(Excerpts from bounding box data)
○ ○ ○ ○ ○ ○ ○

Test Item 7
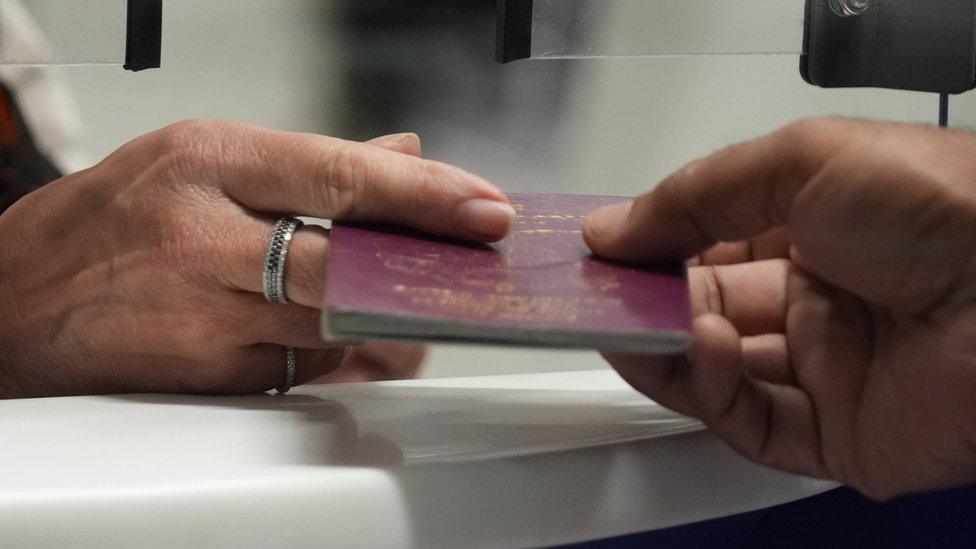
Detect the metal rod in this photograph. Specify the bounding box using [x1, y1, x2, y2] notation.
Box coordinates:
[939, 93, 949, 128]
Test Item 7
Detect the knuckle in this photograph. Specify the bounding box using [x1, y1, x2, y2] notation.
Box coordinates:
[778, 117, 848, 151]
[310, 145, 367, 218]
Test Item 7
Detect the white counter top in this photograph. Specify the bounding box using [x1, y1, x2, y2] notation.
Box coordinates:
[0, 371, 833, 548]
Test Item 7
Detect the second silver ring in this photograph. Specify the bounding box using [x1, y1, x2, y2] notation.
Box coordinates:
[264, 215, 303, 305]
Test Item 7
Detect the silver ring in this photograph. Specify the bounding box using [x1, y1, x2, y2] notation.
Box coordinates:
[277, 347, 297, 394]
[264, 215, 302, 305]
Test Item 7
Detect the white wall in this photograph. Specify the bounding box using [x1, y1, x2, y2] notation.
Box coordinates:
[47, 0, 976, 376]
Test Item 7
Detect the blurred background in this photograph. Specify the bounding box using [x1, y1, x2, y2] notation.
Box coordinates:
[25, 0, 976, 377]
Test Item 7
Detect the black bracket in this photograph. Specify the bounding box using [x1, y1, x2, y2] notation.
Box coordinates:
[123, 0, 163, 72]
[800, 0, 976, 94]
[495, 0, 533, 63]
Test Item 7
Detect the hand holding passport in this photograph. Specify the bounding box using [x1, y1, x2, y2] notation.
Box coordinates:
[322, 194, 691, 354]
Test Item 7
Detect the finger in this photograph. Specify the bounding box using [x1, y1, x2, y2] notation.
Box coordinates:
[237, 293, 336, 349]
[316, 341, 427, 383]
[688, 259, 791, 336]
[694, 227, 790, 265]
[584, 119, 858, 261]
[366, 133, 423, 157]
[182, 122, 515, 241]
[609, 315, 825, 476]
[602, 353, 695, 416]
[686, 315, 825, 476]
[742, 334, 796, 385]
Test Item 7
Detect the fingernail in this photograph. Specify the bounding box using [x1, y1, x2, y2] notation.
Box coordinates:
[457, 198, 515, 241]
[367, 132, 415, 145]
[584, 201, 634, 240]
[389, 132, 420, 143]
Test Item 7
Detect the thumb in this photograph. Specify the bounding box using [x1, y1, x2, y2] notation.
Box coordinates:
[583, 119, 860, 261]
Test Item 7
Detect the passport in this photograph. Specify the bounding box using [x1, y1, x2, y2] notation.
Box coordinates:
[322, 194, 692, 354]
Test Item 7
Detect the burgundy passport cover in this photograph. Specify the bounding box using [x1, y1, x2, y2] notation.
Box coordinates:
[322, 194, 691, 353]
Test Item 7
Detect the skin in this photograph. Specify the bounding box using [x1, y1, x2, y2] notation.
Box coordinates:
[0, 121, 515, 398]
[584, 119, 976, 499]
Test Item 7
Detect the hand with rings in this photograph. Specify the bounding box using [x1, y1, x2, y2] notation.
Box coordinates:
[0, 121, 515, 398]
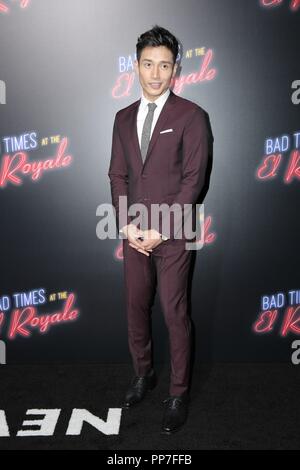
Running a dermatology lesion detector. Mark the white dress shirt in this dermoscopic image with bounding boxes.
[136,88,170,147]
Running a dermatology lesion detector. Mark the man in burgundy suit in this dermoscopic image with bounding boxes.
[108,25,208,433]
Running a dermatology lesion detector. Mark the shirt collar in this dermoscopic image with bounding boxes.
[140,88,170,109]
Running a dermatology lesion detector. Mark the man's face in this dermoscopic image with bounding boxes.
[134,46,177,101]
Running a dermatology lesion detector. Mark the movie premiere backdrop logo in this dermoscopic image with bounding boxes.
[0,0,31,13]
[0,288,79,340]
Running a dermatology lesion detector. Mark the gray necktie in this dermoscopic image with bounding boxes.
[141,103,157,163]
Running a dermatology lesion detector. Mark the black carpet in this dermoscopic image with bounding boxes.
[0,363,300,451]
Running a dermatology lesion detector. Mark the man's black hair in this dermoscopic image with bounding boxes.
[136,25,179,64]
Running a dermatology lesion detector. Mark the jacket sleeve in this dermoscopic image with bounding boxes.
[163,107,208,238]
[108,114,131,235]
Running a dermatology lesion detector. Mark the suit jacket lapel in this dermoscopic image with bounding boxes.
[129,90,176,167]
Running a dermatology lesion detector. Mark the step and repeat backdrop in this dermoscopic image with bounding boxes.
[0,0,300,364]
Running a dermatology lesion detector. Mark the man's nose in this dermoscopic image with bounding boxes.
[152,67,159,78]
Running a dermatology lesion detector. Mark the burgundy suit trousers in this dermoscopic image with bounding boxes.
[123,239,192,395]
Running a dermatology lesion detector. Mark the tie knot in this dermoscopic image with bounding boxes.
[148,103,157,112]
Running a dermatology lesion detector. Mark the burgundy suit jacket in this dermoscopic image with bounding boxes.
[108,90,208,239]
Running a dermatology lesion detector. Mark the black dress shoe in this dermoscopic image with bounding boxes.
[162,394,189,434]
[123,369,156,408]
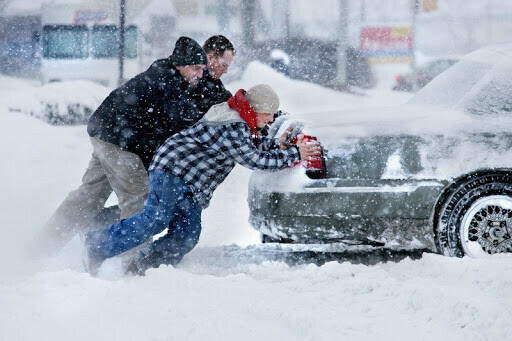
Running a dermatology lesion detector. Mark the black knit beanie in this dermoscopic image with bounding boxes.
[170,37,206,66]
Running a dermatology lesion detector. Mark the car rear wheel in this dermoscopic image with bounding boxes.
[435,172,512,257]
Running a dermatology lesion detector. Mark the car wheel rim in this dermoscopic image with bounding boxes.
[460,195,512,257]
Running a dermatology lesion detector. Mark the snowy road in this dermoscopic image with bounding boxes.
[0,67,512,341]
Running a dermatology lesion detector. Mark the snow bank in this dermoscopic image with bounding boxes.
[0,77,110,125]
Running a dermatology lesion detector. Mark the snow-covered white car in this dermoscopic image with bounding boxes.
[248,43,512,257]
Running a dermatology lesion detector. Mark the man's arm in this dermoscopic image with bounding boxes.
[219,123,300,170]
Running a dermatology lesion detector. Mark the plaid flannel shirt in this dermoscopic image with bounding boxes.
[149,103,300,208]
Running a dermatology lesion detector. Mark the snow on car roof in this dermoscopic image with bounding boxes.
[302,44,512,141]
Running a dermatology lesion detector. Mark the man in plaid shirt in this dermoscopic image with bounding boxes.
[85,84,320,274]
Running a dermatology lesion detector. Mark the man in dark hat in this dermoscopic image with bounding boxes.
[84,84,320,275]
[38,37,229,255]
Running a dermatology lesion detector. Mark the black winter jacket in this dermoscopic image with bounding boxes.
[87,58,231,169]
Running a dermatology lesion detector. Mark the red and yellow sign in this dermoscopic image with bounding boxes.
[360,26,414,62]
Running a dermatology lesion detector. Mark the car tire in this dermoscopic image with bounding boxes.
[434,172,512,258]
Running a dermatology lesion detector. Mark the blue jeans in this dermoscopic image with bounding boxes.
[86,169,202,267]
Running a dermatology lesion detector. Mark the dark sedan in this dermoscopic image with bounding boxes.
[393,59,458,91]
[249,44,512,257]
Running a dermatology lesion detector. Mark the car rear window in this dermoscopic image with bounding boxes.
[410,60,492,107]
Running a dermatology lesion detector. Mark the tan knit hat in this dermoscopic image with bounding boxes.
[245,84,279,114]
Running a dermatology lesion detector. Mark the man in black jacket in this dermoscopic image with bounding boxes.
[196,35,235,112]
[38,37,234,252]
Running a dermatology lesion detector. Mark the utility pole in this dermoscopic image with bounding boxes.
[217,0,229,36]
[242,0,256,49]
[411,0,420,92]
[117,0,126,86]
[335,0,348,88]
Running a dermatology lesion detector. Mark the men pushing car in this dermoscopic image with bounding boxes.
[85,84,320,274]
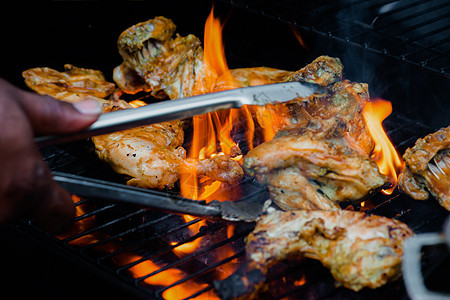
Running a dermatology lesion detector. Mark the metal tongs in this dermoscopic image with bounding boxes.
[39,81,326,222]
[53,172,271,222]
[35,81,326,147]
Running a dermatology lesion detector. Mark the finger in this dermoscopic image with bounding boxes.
[1,80,101,134]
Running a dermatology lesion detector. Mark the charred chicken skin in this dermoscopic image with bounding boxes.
[399,126,450,210]
[244,122,387,210]
[217,210,413,299]
[23,65,243,189]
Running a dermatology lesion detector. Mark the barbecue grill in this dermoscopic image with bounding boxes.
[0,0,450,299]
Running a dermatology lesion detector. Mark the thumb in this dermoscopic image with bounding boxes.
[18,85,102,134]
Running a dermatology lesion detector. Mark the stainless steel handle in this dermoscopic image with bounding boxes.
[34,90,243,147]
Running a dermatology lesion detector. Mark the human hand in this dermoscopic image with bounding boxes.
[0,79,101,232]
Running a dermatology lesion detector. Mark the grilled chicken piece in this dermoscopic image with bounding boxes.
[399,126,450,211]
[244,122,387,210]
[287,55,344,86]
[114,17,209,99]
[217,210,413,299]
[244,56,378,210]
[23,65,243,189]
[22,64,115,103]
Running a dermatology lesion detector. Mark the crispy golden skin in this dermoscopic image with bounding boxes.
[399,126,450,210]
[219,210,413,299]
[23,65,243,189]
[114,17,209,99]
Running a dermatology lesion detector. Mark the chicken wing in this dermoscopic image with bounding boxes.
[244,122,387,210]
[216,210,413,299]
[23,65,243,189]
[399,126,450,210]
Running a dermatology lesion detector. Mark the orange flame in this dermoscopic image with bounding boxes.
[363,99,404,195]
[128,100,147,108]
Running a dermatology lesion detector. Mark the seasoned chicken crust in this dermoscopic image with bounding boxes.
[399,126,450,210]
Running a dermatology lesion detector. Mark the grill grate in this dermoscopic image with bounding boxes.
[221,0,450,77]
[11,114,446,299]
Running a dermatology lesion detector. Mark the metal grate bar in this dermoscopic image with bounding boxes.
[136,227,248,284]
[61,206,146,243]
[74,204,116,222]
[81,214,176,253]
[113,219,200,272]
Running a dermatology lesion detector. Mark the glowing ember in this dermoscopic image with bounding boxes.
[363,99,404,195]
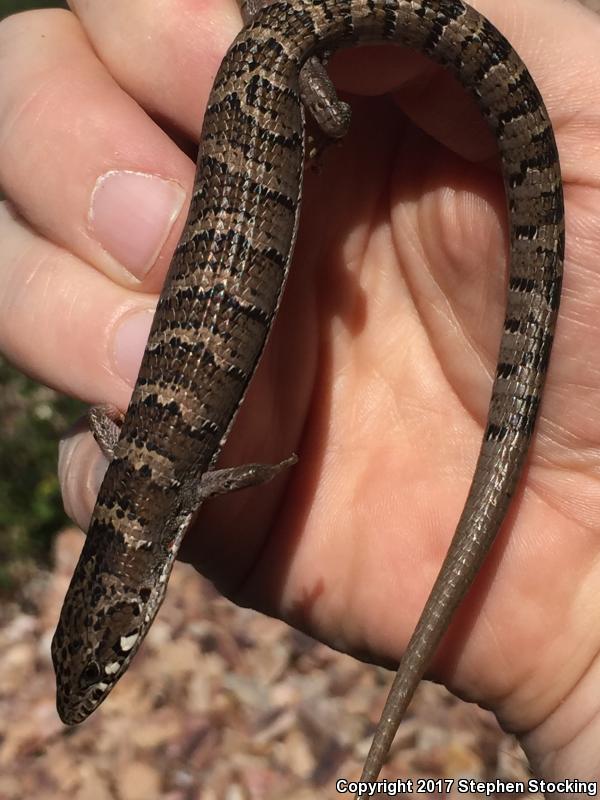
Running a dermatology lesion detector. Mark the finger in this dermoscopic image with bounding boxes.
[0,203,155,408]
[0,10,194,290]
[70,0,241,139]
[332,0,600,183]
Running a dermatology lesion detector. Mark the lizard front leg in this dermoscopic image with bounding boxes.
[87,404,298,506]
[240,0,352,150]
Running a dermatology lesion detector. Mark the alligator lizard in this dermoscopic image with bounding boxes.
[52,0,564,780]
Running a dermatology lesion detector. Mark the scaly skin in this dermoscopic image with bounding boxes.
[52,0,564,780]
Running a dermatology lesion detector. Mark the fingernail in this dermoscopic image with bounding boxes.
[112,306,155,386]
[58,422,108,531]
[88,170,185,280]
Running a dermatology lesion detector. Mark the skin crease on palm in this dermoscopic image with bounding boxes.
[0,0,600,779]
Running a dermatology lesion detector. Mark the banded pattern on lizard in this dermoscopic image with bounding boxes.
[52,0,564,779]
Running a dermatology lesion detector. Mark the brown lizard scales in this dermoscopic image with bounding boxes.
[52,0,564,780]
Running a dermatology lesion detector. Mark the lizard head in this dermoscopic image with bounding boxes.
[51,536,156,725]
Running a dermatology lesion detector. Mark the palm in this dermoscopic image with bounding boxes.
[0,0,600,760]
[182,47,599,740]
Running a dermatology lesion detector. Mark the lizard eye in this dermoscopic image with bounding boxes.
[81,661,100,686]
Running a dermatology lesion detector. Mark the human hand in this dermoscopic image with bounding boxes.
[0,0,600,777]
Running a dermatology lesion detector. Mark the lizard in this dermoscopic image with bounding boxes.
[52,0,565,781]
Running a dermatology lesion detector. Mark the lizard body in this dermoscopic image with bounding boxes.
[52,0,564,780]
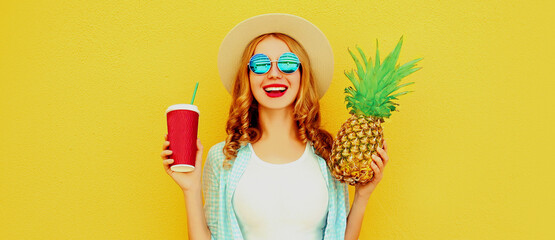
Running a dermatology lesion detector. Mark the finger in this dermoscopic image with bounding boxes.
[160,150,173,159]
[372,155,383,169]
[162,159,173,171]
[370,161,381,176]
[378,148,389,165]
[195,138,204,171]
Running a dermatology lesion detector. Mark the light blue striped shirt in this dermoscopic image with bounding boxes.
[202,141,350,240]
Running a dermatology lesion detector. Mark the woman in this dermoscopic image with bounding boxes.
[162,14,389,240]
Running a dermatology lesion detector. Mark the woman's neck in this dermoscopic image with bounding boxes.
[258,105,300,143]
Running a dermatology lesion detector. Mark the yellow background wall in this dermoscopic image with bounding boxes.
[0,0,555,240]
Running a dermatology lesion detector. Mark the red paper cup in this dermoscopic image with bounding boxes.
[166,104,200,172]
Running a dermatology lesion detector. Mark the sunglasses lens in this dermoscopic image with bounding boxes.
[278,52,301,73]
[249,53,272,74]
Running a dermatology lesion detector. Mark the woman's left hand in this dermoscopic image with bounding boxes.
[355,139,389,198]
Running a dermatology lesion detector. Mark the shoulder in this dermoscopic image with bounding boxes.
[207,141,225,163]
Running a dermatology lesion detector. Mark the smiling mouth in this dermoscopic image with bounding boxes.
[264,87,287,93]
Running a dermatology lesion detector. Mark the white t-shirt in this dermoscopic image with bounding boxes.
[232,143,328,240]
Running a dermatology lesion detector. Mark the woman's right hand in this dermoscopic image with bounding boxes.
[160,134,202,193]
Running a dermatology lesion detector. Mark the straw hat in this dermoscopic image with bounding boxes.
[218,13,333,98]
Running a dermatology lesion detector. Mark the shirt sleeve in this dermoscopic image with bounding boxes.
[202,145,223,240]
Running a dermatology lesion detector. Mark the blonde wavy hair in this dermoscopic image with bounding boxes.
[223,33,333,169]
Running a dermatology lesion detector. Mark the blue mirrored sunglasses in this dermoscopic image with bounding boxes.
[247,52,301,74]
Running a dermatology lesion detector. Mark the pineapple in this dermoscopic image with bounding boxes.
[328,37,422,185]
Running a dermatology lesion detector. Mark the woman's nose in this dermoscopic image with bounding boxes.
[268,62,281,78]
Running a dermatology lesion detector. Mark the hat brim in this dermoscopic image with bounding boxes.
[218,13,333,98]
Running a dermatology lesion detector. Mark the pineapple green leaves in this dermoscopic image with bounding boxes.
[345,37,422,118]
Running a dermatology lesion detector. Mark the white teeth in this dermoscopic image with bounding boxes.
[264,87,287,92]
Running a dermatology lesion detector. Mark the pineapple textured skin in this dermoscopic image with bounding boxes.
[328,37,422,185]
[328,114,384,185]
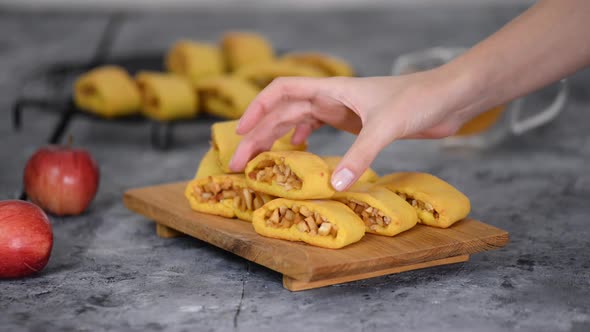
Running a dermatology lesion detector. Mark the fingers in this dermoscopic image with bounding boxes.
[230,101,312,172]
[236,77,326,135]
[331,128,389,191]
[291,119,322,145]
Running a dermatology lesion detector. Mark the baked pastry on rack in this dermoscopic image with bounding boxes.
[74,65,141,118]
[136,71,198,121]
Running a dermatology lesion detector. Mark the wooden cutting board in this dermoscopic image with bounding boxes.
[124,182,508,291]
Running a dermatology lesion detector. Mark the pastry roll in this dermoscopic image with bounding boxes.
[245,151,334,199]
[322,156,379,182]
[221,32,274,71]
[165,40,224,84]
[332,183,418,236]
[74,66,141,118]
[377,172,471,228]
[211,120,307,173]
[234,62,325,90]
[136,72,197,121]
[252,198,365,249]
[185,174,273,221]
[281,52,354,76]
[195,149,224,179]
[196,76,258,119]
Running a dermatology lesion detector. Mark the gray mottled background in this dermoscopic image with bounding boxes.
[0,5,590,331]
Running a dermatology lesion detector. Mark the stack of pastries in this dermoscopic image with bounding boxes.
[74,32,354,121]
[185,121,470,249]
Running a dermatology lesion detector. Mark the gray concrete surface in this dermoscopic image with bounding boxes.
[0,6,590,331]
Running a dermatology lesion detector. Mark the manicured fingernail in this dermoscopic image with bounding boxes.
[229,156,236,171]
[332,168,354,191]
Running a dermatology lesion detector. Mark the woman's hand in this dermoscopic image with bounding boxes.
[230,67,474,191]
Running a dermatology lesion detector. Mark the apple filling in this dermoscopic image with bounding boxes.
[265,205,338,237]
[395,191,440,220]
[339,199,391,231]
[248,158,303,191]
[193,179,272,211]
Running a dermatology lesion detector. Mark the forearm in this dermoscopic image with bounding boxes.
[443,0,590,117]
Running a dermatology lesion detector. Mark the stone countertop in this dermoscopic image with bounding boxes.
[0,6,590,331]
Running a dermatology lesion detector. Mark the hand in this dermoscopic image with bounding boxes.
[230,68,476,191]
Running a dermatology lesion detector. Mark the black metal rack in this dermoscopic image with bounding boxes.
[12,14,194,150]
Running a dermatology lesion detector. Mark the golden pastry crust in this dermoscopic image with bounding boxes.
[281,52,354,76]
[245,151,334,199]
[74,66,141,118]
[164,40,224,84]
[211,120,307,173]
[332,183,418,236]
[221,32,274,71]
[377,172,471,228]
[136,71,198,121]
[195,148,224,179]
[252,198,365,249]
[185,174,274,221]
[234,61,325,90]
[195,76,259,119]
[322,156,379,182]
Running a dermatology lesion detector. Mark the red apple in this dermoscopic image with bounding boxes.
[24,145,99,216]
[0,201,53,278]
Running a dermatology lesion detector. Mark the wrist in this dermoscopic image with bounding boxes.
[435,57,496,122]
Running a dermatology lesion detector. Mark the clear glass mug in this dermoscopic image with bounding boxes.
[392,47,568,148]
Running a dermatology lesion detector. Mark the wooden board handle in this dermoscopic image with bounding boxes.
[283,255,469,292]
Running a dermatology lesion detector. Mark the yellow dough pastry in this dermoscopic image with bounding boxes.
[165,40,224,84]
[221,32,274,71]
[195,148,224,179]
[136,71,197,121]
[211,120,307,173]
[245,151,334,199]
[74,66,141,118]
[322,156,379,182]
[185,174,274,221]
[252,198,365,249]
[377,172,471,228]
[281,52,354,76]
[234,61,325,90]
[196,76,259,119]
[332,183,418,236]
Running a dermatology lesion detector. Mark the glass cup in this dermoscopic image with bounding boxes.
[392,47,568,148]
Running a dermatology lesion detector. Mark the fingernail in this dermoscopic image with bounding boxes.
[229,155,236,171]
[332,168,354,191]
[236,118,242,132]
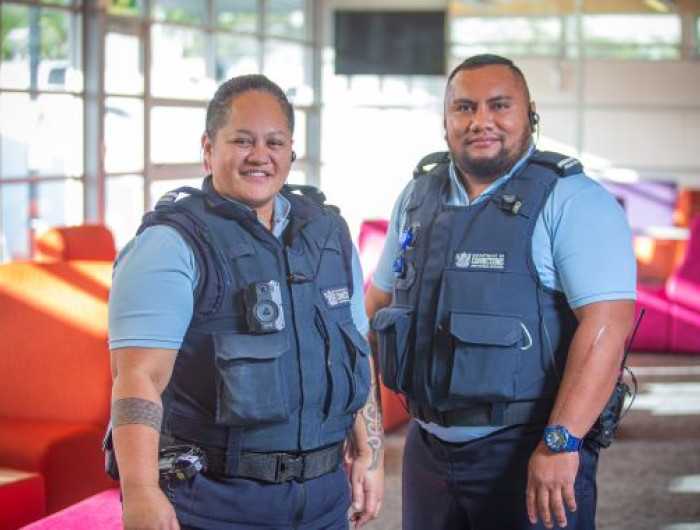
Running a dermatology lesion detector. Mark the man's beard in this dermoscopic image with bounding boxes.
[453,134,531,182]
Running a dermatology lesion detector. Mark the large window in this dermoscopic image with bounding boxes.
[451,14,682,60]
[570,15,681,60]
[0,1,84,262]
[451,16,563,57]
[0,0,319,262]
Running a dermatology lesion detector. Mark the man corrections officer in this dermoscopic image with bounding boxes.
[366,55,635,530]
[109,75,383,530]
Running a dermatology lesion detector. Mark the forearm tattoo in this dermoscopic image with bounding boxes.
[361,382,384,469]
[112,398,163,432]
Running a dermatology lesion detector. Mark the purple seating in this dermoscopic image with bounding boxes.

○ ○ ○ ○ ○ ○ ○

> _Work instructions_:
Edit the lines from the one containing "Running a dermatology lesion detector. Mark the wooden board" through the one containing "[283,255,469,292]", inclusive, so that "wooden" becomes "bamboo", with everything else left as it is. Give only those lines.

> _The solution_:
Running a dermatology lesion detector. Mark the bamboo board handle in this dermoscopic image with bounding boxes.
[283,255,469,292]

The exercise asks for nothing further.